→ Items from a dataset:

start

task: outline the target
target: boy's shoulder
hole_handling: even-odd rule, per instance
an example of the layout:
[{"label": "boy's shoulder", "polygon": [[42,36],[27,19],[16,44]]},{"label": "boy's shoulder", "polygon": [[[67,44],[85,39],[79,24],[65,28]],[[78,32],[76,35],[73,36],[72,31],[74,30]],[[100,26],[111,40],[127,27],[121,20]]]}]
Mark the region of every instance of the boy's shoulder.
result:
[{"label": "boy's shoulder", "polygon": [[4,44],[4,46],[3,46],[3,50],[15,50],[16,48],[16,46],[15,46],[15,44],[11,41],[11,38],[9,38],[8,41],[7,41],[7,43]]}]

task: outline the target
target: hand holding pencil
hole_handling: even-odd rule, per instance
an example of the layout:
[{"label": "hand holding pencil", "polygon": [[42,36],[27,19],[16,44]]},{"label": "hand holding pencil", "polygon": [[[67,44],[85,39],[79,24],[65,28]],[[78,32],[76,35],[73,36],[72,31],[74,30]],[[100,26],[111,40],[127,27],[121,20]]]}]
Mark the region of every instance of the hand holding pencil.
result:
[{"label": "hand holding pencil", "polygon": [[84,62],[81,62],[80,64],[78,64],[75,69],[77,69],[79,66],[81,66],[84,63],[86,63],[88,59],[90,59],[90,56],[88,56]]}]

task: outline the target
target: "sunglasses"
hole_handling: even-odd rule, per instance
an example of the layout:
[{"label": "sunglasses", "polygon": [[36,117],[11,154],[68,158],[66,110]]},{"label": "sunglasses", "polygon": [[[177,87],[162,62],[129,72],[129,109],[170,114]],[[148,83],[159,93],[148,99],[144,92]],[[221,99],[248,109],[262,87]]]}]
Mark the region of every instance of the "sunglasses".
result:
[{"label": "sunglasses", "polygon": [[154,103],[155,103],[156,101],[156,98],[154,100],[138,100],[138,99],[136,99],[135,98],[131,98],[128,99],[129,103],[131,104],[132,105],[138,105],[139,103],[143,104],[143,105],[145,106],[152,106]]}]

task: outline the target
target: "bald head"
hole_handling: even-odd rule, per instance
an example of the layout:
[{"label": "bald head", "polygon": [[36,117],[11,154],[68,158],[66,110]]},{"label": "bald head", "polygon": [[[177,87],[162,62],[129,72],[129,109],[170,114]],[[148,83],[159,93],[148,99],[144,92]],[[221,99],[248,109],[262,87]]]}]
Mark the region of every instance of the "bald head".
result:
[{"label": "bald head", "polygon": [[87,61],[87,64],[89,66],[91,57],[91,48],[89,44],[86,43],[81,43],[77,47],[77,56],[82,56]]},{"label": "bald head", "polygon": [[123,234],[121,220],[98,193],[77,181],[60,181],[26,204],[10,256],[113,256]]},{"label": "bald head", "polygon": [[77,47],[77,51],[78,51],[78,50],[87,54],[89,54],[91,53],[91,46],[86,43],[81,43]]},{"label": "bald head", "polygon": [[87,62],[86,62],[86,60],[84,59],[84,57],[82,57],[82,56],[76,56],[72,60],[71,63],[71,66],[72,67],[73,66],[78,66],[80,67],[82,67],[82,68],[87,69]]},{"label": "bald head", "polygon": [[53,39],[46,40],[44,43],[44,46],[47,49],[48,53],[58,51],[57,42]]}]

end

→ Exercise objective: Extract all of the data shown above and repeat it verbatim.

→ The completed task:
task: outline the target
target: boy's shoulder
hole_handling: even-odd rule, per instance
an example of the layout:
[{"label": "boy's shoulder", "polygon": [[42,36],[27,19],[16,44]]},{"label": "boy's shoulder", "polygon": [[[67,44],[85,39],[79,24],[65,28]],[[78,32],[76,35],[73,36],[72,31],[74,30]],[[100,26],[111,40],[127,27],[121,20]]]}]
Mark the region of every instance of the boy's shoulder.
result:
[{"label": "boy's shoulder", "polygon": [[4,44],[4,46],[3,46],[3,50],[15,50],[16,48],[16,46],[15,46],[15,44],[11,41],[11,38],[9,38],[8,41],[7,41],[7,43]]}]

task: outline the target
target: hand holding pencil
hole_handling: even-odd rule, per instance
an example of the layout:
[{"label": "hand holding pencil", "polygon": [[42,36],[27,19],[16,44]]},{"label": "hand holding pencil", "polygon": [[[67,44],[85,39],[79,24],[65,28]],[[78,32],[76,35],[73,36],[72,31],[74,30]],[[100,26],[111,40],[127,27],[121,20]]]}]
Mark the region of every instance of the hand holding pencil.
result:
[{"label": "hand holding pencil", "polygon": [[84,62],[81,62],[80,64],[78,64],[75,69],[77,69],[79,66],[81,66],[84,63],[86,63],[88,59],[90,59],[90,56],[88,56]]}]

task: outline the target
target: "sunglasses"
hole_handling: even-odd rule, per instance
an example of the layout:
[{"label": "sunglasses", "polygon": [[36,117],[11,154],[68,158],[66,110]]},{"label": "sunglasses", "polygon": [[[177,87],[162,62],[129,72],[129,109],[170,114]],[[148,83],[159,93],[148,99],[144,92]],[[221,99],[248,109],[262,87]]]}]
Mark the region of every instance of the "sunglasses".
result:
[{"label": "sunglasses", "polygon": [[154,103],[155,103],[156,101],[156,98],[154,100],[138,100],[138,99],[136,99],[135,98],[131,98],[128,99],[129,103],[131,104],[132,105],[138,105],[139,103],[143,104],[143,105],[145,106],[152,106]]}]

task: outline the target
target: "bald head"
hole_handling: even-odd rule, per instance
an example of the layout:
[{"label": "bald head", "polygon": [[36,117],[11,154],[68,158],[66,110]]},{"label": "bald head", "polygon": [[[177,87],[162,62],[129,72],[129,109],[170,114]],[[148,83],[159,93],[148,99],[144,92]],[[221,99],[248,109],[262,87]]]}]
Mark the region of every instance of the "bald head".
result:
[{"label": "bald head", "polygon": [[87,61],[87,64],[89,66],[91,57],[91,48],[89,44],[86,43],[81,43],[77,47],[77,56],[82,56]]},{"label": "bald head", "polygon": [[123,234],[121,220],[98,193],[77,181],[60,181],[26,204],[10,256],[113,256]]},{"label": "bald head", "polygon": [[77,47],[77,51],[78,51],[78,50],[87,54],[89,54],[91,53],[91,46],[86,43],[81,43]]},{"label": "bald head", "polygon": [[87,62],[86,62],[86,60],[84,59],[84,57],[82,57],[82,56],[76,56],[72,60],[71,63],[71,66],[72,67],[73,66],[78,66],[80,67],[82,67],[82,68],[87,69]]},{"label": "bald head", "polygon": [[53,39],[46,40],[44,43],[44,46],[47,49],[48,53],[58,51],[57,42]]}]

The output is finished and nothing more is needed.